▶ [Instruction] Nothing before the line containing "of the weathered" belongs in the answer; quote that line and all lines after it through the end of the material, word for word.

▶ [Material]
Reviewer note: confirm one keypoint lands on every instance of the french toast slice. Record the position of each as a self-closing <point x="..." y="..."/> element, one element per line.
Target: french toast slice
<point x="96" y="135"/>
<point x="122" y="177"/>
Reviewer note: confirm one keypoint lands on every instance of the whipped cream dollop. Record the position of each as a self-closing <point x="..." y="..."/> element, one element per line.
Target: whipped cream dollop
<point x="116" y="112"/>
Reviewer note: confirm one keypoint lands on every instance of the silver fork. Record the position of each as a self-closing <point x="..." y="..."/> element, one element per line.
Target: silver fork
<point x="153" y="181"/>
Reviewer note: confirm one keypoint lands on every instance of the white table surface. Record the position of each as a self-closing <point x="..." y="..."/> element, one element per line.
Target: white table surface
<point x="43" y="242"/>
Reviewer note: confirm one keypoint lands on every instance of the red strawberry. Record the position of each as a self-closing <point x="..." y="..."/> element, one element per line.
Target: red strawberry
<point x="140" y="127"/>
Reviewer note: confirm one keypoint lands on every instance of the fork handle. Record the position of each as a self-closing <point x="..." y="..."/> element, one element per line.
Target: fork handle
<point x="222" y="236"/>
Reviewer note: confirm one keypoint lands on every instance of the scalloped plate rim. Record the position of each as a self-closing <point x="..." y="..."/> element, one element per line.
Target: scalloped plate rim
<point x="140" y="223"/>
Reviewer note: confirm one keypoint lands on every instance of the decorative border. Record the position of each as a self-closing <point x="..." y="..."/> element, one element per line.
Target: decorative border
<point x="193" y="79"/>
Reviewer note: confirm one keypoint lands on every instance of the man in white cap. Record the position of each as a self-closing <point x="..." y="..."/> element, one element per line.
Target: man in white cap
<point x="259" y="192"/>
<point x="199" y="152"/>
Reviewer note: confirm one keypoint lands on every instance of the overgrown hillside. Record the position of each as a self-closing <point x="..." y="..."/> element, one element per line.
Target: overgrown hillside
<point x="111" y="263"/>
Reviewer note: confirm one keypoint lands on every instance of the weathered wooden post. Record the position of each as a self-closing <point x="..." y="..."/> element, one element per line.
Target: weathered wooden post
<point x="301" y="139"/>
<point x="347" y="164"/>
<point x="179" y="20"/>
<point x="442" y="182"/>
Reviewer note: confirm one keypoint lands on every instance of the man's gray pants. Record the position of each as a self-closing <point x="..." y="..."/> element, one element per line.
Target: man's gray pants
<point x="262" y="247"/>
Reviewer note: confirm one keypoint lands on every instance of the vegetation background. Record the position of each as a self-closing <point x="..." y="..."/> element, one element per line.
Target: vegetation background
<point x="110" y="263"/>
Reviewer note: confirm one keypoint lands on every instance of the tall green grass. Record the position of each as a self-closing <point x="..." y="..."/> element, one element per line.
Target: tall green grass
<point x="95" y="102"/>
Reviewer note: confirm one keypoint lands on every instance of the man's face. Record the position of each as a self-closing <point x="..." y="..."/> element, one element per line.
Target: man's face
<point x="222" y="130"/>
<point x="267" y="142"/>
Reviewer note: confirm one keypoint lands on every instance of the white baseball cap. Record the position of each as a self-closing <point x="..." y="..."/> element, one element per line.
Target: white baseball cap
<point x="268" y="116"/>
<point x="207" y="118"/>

▶ [Full answer]
Reviewer note: confirm one keypoint lands on every instance of the weathered wooden post. Record the position of each as a self-closing <point x="..." y="..."/> element, one element per line.
Target: weathered wooden post
<point x="301" y="139"/>
<point x="347" y="164"/>
<point x="179" y="20"/>
<point x="442" y="182"/>
Reviewer note: confirm one keypoint lands on every instance of the man's gray pants. Record the position of each as a self-closing <point x="..." y="..."/> element, one element per line.
Target: man's gray pants
<point x="262" y="247"/>
Reviewer note: confirm one keypoint lands on every instance of the vegetation background. Record the position of each as a self-closing <point x="..." y="..."/> element, one element per line.
Target: vegetation background
<point x="110" y="263"/>
Reviewer note: confirm one keypoint lands on every instance of the tall green grass. Record the position of each as a self-closing <point x="..." y="..."/> element, one element per line.
Target: tall green grass
<point x="95" y="102"/>
Reviewer note: confirm one keypoint lands on every instance of the man's face. Record the position of each as a self-closing <point x="..." y="..."/> element, one element per line.
Target: man's face
<point x="222" y="130"/>
<point x="267" y="142"/>
Reviewer note: confirm one keypoint lands on every instance of the white baseball cap. Record the position of each as a self-closing <point x="..." y="..."/> element, one element per line.
Target: white baseball cap
<point x="268" y="116"/>
<point x="207" y="118"/>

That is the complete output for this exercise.